=== EXERCISE DIRECTIONS ===
All of the data, word for word and free of pictures, is the expected result.

(Saved entries)
= = = =

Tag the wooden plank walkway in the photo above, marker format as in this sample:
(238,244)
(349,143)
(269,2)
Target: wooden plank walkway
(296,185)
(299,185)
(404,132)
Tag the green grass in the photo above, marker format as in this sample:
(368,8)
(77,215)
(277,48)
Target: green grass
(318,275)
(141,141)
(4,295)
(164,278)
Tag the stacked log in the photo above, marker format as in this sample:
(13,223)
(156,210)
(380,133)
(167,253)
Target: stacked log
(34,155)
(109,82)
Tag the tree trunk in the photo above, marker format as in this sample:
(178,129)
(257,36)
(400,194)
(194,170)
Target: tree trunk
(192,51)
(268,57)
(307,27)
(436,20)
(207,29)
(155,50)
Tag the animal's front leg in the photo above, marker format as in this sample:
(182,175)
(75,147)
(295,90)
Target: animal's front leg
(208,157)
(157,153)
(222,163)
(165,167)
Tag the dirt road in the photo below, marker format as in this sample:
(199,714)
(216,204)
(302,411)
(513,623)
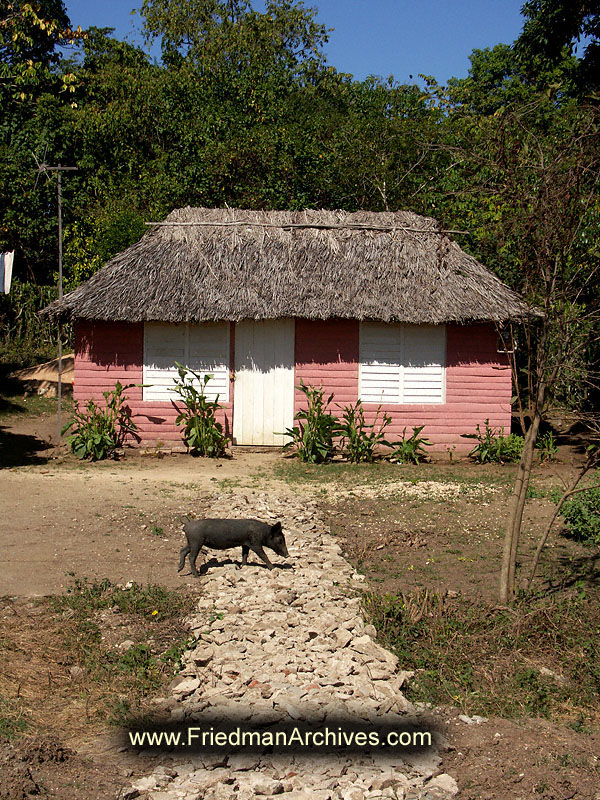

= = = =

=== SOLUTION TO THE EXERCISE ===
Tag the wooden plank walkway in the photo above, marker format as in this sample:
(238,244)
(349,143)
(269,2)
Target: wooden plank walkway
(296,185)
(299,185)
(404,132)
Tag the green grass in the photo above, marker format as in this sample:
(368,8)
(77,215)
(277,48)
Target: green grass
(318,275)
(141,141)
(4,295)
(164,278)
Tag the stacked log in the photo above, marker format as in this sample:
(13,223)
(156,210)
(380,133)
(167,253)
Target: stacked log
(34,155)
(109,82)
Tag the tree trunk in the photo above, marker format as in this sample:
(178,129)
(257,36)
(400,194)
(194,170)
Target: tree trunk
(192,51)
(268,57)
(307,27)
(436,20)
(207,29)
(155,50)
Tag the animal's front leg in the photo above, marker format as in this sample:
(182,175)
(75,147)
(295,90)
Target: animal's front leg
(208,157)
(157,153)
(222,163)
(165,167)
Tag the dirt road in the photo below, marker format as in this sample:
(199,714)
(216,204)
(302,411)
(513,623)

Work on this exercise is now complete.